- _FRAGMENTO FACILITADO_
↓

L'extremisme ciutadanista.
Seattle, Goteburgo, Niza, Melbourne, Praga, Génova, Barcelona... Lo que
caracterizó aquellas grandes concentraciones altermundistas fue, además de la
pluralidad de sus composición temática, el despliegue intensivo de códigos
formales tomados de la performance artística y de la fiesta, que se
constituyeron en dramatización de los paradigmas propios de lo que se ha dado
en llamar postpolítica, no sólo en el sentido de renuncia a presupuestos ideológicos
contundentes y la abdicación de alcanzar grandes metas históricas, sino
especialmente por el lugar concedido al individuo y su subjetividad en la
conformación de esos conglomerados humanos reunidos, vinculados por una
coincidencia que era más ética que política y que ya no podían ser reconocidos
como propiamente masas, al menos en el sentido que la tradición obrerista
habría establecido como tales.

↑

- _MATERIAL DEL EJERCICIO_
↓

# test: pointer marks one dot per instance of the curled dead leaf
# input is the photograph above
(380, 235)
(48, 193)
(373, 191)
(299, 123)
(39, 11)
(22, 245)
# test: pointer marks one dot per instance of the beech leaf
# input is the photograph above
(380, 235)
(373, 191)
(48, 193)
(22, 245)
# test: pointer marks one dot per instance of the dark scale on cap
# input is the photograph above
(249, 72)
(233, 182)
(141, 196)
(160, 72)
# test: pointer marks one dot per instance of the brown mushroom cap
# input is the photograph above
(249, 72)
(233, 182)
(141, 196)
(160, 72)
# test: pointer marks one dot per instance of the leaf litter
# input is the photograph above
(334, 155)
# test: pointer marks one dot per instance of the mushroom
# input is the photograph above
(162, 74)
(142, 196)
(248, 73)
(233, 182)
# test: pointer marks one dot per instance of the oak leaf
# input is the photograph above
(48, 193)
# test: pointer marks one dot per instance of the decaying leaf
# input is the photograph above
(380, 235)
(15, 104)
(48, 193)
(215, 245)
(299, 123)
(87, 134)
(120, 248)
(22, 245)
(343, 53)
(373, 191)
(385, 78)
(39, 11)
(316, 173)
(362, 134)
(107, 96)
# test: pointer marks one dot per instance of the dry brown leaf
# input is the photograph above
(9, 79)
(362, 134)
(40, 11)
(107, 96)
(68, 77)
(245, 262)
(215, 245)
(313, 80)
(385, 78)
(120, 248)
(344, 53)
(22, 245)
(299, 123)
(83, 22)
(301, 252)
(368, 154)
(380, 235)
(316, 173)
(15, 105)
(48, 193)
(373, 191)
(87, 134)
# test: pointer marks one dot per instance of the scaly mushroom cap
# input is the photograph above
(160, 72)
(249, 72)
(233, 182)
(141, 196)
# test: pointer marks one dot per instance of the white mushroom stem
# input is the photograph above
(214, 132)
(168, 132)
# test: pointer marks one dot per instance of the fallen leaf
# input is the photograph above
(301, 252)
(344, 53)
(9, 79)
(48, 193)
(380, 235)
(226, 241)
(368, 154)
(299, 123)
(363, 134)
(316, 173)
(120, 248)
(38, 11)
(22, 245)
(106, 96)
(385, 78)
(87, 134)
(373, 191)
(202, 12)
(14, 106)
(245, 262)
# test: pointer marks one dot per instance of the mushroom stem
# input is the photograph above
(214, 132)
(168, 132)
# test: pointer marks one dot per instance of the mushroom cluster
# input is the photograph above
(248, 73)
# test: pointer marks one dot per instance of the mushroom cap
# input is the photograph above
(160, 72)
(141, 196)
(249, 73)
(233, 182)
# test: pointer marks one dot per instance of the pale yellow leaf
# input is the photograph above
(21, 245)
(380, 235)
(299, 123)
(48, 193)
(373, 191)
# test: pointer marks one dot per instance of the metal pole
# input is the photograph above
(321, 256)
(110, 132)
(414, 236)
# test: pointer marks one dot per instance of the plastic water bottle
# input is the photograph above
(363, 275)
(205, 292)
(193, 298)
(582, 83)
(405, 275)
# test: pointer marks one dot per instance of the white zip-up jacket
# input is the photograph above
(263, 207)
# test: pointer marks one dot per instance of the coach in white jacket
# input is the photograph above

↑

- _QUÉ SE PIDE_
1. Reescribe las filas que van desde la que contiene "# test: pointer marks one dot per instance of the coach" hasta el final de las filas, ambas incluidas, cambiando "white jacket" por "black jacket" y dejando todo lo demás igual.
2. Prolonga el fragmento sobre las concentraciones altermundistas a partir de su última frase.
El fragmento y las filas son materiales independientes.

- _RESPUESTAS POR TAREA_
1.
# test: pointer marks one dot per instance of the coach in black jacket
# input is the photograph above

2.
Estas movilizaciones de nueva generación venían a expresar, en buena
medida, doctrinas que apostaban por un aumento de la participación de los
ciudadanos ejerciendo en tanto que tales, es decir reclamando la activación de
los valores de la ciudadanía al margen de la política formal y como fuente
permanente de fiscalización y crítica de los poderes gubernamentales y
económicos, en aras de una agudización de los principios abstractos de la
democracia. El objetivo final de ese civismo reivindicativo ya no era la
conformación de un bloque histórico, ni generar un punto de referencia teórico
y práctico, ni cultivar la lucha ideológica, ni suscitar bases orgánicas para
la transformación social, sino más bien potenciar una imaginaria ecúmene
horizontal basada en el individuo autónomo, responsable y racional, que se
asociaba con otros iguales a él en agregaciones solidarias y autónomas en orden
a afrontar contingencias y expresar con otros opiniones o estados de ánimo en
relación a determinados temas de actualidad que les afectaban. Ese sería uno de
los rasgos que permitirían tipificar a los llamados nuevos movimientos sociales
a partir del papel que en ellos juega la autodeterminación individual. Entre
sus axiomas está que todo cambio empiece por la propia persona y que en las
articulaciones sociales a las que se incorpore cada cual se represente a sí
mismo y nadie pueda arrogarse su representación, elementos que son herencia
directa de las tendencias subjetivistas ya presentes en buena parte de la nueva
izquierda de los años 60 del siglo pasado, con sus llamadas constantes a la congruencia,
integridad, compromiso personales, y con
su concepción de la toma de conciencia como una revelación psicológica
del yo inmanente.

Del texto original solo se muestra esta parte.